Below are the records. Restate word for word every line from the one that contains "Note: indicate every instance of the front" through the final line, both included.
------ DATASET ENTRIES
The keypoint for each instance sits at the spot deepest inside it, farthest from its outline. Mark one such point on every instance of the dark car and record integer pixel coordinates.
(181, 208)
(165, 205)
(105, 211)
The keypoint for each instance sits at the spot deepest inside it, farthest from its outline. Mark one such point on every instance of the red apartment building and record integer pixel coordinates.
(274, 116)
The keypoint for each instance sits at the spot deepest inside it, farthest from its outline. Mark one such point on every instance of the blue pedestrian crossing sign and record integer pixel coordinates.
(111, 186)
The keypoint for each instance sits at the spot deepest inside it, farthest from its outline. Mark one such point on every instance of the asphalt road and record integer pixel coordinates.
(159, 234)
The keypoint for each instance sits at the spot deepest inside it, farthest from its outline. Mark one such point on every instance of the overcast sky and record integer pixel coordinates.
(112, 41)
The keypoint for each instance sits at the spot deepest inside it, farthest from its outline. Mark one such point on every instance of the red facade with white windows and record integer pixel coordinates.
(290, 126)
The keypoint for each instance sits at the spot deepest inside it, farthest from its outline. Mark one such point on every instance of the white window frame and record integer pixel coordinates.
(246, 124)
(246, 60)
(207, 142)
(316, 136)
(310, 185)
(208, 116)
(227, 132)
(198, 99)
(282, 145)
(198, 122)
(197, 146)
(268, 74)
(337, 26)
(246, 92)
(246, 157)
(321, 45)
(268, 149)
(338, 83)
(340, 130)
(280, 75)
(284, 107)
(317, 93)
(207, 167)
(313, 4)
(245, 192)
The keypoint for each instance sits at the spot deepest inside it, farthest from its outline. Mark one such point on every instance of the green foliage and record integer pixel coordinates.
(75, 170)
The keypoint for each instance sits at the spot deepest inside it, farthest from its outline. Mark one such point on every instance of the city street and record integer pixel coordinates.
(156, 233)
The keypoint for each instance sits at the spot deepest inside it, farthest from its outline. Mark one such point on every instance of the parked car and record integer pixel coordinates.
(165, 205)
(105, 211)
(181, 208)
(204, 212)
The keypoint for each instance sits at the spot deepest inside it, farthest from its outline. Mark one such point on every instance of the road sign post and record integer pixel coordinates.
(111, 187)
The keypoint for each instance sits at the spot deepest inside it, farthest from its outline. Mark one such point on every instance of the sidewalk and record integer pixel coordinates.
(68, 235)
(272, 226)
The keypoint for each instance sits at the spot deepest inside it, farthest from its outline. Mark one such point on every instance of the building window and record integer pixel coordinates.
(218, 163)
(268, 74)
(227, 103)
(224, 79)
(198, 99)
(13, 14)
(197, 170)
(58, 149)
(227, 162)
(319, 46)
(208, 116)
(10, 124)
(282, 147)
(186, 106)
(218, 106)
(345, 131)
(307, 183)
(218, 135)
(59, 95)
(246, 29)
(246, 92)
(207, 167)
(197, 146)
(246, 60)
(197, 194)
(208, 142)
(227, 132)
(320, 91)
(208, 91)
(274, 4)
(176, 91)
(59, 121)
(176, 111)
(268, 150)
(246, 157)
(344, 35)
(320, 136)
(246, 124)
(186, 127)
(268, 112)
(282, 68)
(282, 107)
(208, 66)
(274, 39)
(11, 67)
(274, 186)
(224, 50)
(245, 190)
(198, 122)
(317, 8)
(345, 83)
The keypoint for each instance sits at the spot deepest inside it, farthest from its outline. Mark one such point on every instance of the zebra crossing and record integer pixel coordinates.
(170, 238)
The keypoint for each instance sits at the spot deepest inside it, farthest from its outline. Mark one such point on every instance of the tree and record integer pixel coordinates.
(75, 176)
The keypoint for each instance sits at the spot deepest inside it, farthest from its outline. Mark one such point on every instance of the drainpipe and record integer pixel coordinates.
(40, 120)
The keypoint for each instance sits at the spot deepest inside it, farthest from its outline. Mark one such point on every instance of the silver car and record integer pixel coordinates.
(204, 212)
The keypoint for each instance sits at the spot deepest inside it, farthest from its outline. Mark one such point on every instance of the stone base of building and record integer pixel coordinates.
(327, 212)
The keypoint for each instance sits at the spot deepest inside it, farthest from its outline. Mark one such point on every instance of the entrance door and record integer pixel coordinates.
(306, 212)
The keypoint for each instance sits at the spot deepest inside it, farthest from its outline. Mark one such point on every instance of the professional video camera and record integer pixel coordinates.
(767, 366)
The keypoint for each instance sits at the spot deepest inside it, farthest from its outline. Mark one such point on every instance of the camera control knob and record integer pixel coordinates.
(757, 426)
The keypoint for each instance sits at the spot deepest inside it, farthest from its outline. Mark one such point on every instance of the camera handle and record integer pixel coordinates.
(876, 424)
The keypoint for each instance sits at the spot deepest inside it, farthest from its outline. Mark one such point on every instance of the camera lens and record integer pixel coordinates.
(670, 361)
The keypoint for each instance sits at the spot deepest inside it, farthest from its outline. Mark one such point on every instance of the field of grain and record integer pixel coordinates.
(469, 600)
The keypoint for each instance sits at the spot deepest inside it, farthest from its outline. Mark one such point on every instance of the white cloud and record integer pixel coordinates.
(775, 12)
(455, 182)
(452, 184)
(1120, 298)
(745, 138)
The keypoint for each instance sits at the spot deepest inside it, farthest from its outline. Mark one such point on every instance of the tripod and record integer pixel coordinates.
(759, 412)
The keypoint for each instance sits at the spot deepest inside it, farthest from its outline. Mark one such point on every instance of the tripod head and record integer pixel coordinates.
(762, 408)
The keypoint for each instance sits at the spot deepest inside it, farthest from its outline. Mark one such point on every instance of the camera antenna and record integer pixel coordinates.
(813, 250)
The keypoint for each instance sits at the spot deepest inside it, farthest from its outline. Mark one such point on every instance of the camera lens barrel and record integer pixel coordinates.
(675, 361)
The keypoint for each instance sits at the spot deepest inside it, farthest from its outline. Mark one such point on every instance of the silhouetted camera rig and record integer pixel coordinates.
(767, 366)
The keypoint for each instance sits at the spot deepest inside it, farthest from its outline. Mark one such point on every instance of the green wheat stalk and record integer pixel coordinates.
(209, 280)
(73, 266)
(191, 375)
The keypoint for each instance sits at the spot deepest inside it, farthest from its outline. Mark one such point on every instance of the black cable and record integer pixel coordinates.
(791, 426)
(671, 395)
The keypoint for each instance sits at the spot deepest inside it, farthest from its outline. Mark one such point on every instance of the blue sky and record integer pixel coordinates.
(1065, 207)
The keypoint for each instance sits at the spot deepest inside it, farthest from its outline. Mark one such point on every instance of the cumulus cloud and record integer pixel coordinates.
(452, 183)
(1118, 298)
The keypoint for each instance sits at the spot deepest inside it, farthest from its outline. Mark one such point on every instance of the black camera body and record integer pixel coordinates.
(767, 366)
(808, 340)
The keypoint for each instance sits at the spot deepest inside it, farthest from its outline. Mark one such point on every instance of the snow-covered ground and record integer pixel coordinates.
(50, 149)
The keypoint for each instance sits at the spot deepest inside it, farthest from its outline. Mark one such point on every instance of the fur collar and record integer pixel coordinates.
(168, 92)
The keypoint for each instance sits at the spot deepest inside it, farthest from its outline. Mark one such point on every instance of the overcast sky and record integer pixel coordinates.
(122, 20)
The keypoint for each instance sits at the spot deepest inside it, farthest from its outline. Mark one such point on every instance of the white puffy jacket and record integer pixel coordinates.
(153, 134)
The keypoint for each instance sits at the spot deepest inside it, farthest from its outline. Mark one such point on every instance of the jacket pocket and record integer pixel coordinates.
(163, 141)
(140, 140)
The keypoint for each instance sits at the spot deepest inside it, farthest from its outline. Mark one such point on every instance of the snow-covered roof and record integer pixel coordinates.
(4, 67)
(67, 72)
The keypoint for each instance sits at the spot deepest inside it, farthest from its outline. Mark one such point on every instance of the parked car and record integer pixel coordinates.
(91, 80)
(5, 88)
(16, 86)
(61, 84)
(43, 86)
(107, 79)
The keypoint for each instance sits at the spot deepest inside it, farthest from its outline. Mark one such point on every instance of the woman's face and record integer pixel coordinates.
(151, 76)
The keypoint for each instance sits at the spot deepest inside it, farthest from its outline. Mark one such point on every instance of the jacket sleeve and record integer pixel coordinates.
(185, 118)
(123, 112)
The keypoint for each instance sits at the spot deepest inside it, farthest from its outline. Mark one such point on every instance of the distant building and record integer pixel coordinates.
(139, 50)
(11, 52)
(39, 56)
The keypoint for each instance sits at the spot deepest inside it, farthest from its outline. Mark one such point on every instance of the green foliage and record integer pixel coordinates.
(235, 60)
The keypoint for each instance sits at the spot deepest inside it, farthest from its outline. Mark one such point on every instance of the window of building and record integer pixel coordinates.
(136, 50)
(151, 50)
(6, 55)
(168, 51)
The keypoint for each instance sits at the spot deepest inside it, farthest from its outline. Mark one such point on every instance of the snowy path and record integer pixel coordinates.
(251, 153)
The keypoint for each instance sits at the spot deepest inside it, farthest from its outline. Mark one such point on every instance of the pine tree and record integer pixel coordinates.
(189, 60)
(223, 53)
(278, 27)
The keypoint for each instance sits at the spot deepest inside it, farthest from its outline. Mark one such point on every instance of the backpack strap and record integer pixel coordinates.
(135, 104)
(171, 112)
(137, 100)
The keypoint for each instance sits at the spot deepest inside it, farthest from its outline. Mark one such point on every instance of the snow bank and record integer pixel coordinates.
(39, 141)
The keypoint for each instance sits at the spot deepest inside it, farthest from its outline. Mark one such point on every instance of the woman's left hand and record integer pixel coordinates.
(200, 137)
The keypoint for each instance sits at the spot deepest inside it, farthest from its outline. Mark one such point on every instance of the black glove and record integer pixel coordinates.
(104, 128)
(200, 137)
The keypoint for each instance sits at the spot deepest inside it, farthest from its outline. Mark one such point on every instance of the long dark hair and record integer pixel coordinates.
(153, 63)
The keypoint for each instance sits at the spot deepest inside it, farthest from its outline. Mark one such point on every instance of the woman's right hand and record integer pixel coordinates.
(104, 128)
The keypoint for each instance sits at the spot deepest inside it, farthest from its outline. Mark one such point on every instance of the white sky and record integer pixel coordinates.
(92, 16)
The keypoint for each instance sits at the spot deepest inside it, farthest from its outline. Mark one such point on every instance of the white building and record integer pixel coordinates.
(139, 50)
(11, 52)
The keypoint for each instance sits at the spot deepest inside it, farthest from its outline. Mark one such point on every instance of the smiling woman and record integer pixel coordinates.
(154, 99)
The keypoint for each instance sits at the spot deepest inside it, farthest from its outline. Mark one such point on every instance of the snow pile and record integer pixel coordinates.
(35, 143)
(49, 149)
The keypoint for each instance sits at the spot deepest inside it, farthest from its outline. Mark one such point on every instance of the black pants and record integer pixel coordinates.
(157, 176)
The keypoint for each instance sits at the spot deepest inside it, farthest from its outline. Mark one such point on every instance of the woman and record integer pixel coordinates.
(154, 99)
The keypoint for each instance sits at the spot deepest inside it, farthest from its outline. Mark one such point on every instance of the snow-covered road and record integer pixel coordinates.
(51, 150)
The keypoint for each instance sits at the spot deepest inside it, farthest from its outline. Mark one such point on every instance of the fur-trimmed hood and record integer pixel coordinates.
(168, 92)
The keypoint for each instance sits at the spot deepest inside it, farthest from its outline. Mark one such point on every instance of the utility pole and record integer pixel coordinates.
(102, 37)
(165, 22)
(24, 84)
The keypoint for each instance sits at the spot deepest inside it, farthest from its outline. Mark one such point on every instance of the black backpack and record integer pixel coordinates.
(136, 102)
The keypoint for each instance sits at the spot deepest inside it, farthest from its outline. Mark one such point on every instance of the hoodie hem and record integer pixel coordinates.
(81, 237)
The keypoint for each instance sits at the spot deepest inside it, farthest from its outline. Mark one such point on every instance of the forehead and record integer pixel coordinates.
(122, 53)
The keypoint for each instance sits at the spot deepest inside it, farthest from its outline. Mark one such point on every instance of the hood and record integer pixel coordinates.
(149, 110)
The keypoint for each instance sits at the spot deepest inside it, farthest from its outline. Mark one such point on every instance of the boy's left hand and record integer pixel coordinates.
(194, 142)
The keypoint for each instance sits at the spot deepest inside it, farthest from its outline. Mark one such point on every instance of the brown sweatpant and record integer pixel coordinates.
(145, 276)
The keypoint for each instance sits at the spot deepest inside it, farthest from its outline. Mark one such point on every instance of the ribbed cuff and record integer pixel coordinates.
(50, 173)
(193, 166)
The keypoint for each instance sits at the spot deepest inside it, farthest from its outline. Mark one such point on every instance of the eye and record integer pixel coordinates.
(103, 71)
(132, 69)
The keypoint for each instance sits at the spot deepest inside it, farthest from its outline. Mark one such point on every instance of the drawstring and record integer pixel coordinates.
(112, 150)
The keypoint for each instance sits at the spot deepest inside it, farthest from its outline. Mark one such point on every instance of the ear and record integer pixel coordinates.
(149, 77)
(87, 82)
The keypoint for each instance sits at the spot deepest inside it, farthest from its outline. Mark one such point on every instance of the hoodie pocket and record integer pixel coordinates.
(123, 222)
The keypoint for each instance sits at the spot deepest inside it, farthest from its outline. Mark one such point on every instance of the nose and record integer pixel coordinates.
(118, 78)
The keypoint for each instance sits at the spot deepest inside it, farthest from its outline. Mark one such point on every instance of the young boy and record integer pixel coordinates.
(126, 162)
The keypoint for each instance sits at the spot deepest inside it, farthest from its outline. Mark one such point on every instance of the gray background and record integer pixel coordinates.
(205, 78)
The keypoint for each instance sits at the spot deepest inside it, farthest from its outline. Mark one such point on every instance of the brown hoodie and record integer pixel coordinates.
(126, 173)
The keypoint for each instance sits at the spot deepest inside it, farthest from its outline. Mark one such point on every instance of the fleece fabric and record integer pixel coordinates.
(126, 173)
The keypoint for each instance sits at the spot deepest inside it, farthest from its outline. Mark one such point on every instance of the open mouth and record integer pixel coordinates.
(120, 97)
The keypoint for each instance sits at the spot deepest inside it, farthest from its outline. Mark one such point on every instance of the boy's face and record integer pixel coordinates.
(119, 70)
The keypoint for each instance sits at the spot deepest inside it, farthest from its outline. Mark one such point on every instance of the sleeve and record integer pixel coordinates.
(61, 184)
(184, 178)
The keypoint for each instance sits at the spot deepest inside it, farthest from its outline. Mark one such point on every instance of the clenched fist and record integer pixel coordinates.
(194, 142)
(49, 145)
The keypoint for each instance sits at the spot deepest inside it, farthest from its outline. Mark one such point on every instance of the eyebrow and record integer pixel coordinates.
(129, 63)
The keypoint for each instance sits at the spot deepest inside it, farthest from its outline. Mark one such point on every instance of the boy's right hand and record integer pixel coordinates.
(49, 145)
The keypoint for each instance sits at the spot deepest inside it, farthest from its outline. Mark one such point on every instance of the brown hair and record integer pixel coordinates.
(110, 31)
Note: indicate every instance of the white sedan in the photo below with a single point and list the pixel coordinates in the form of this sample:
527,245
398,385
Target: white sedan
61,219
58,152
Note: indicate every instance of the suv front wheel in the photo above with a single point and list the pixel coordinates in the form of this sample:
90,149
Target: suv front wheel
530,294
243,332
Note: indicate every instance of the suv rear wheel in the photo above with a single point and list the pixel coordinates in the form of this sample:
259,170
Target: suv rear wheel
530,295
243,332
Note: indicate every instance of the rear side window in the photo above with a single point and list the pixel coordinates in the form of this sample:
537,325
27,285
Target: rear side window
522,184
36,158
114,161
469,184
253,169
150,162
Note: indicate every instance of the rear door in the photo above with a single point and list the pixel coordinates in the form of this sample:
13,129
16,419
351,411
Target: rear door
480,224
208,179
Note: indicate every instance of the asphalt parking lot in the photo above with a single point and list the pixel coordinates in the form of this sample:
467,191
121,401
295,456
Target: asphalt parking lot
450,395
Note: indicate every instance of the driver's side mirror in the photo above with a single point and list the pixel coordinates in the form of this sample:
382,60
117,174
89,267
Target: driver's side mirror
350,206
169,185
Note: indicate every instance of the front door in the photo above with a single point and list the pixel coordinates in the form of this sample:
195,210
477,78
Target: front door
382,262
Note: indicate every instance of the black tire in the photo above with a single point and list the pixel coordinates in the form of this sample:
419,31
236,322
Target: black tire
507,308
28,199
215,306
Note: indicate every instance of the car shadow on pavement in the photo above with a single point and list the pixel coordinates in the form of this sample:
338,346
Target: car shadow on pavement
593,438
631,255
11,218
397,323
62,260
------------
• [CORRECT RESULT]
Note: indicate every instance of the front door in the photo above with a single point and list the pixel coordinates in the form of this sample:
195,210
477,78
Target: front door
382,262
Note: indicate every instance of the black tire in the photo above with a single point and list the pixel coordinates in the form of this sample:
419,31
236,322
Target: black tire
507,308
28,199
215,306
Note: indicate every instance of the car shadow on pavement in the photo above with a single point and list the pixel coordinates in the form of this sample:
338,346
Target: car shadow on pavement
593,438
631,255
11,218
397,323
62,260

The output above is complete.